TASK BRIEF: Can you copy out, word for word, the whole summary below about antithyroid drugs in pregnancy?

PASSAGE:
□ □ □ □ □

A publication of the American Thyroid Association

Summaries for the Public from recent articles in Clinical Thyroidology

Table of Contents | PDF File for Saving and Printing

Birth defects are more common than other complications in pregnant women treated with anti-thyroid drugs

Clinical Thyroidology for the Public

Hyperthyroidism, particularly Graves’ disease, is more common in women than men, especially in women of childbearing age. Untreated hyperthyroidism in pregnancy can affect both the mother and the developing baby. The preferred antithyroid drug in non-pregnant women is Methimazole. During pregnancy, the current American Thyroid Association guidelines recommend propylthiouracil as the drug of choice for newly diagnosed Graves’ disease and to switch to propylthiouracil if already on therapy. The reason for this is that, while both of these medications have been associated with birth defects when used in the first trimester, the risk is lower and the defects appear to be less severe with propylthiouracil. Both antithyroid drugs also have similar side effects, including the rare, but potentially serious, side effect of agranulocytosis (low white blood cells) that can lead to potentially serious infections, and the more rare side effect of liver failure. The goal of this study was to determine the frequency of these two adverse side effects as compared to birth defects in the general population and in pregnant women in an effort to guide the treatment of hyperthyroidism in pregnancy.

□ □ □ □ □

PROVIDED INFORMATION:
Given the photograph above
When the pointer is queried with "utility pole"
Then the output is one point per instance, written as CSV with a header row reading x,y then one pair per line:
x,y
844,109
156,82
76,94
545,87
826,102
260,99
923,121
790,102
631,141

□ □ □ □ □

SOLUTION BELOW:
A publication of the American Thyroid Association

Summaries for the Public from recent articles in Clinical Thyroidology

Table of Contents | PDF File for Saving and Printing

Birth defects are more common than other complications in pregnant women treated with anti-thyroid drugs

Clinical Thyroidology for the Public

Hyperthyroidism, particularly Graves’ disease, is more common in women than men, especially in women of childbearing age. Untreated hyperthyroidism in pregnancy can affect both the mother and the developing baby. The preferred antithyroid drug in non-pregnant women is Methimazole. During pregnancy, the current American Thyroid Association guidelines recommend propylthiouracil as the drug of choice for newly diagnosed Graves’ disease and to switch to propylthiouracil if already on therapy. The reason for this is that, while both of these medications have been associated with birth defects when used in the first trimester, the risk is lower and the defects appear to be less severe with propylthiouracil. Both antithyroid drugs also have similar side effects, including the rare, but potentially serious, side effect of agranulocytosis (low white blood cells) that can lead to potentially serious infections, and the more rare side effect of liver failure. The goal of this study was to determine the frequency of these two adverse side effects as compared to birth defects in the general population and in pregnant women in an effort to guide the treatment of hyperthyroidism in pregnancy.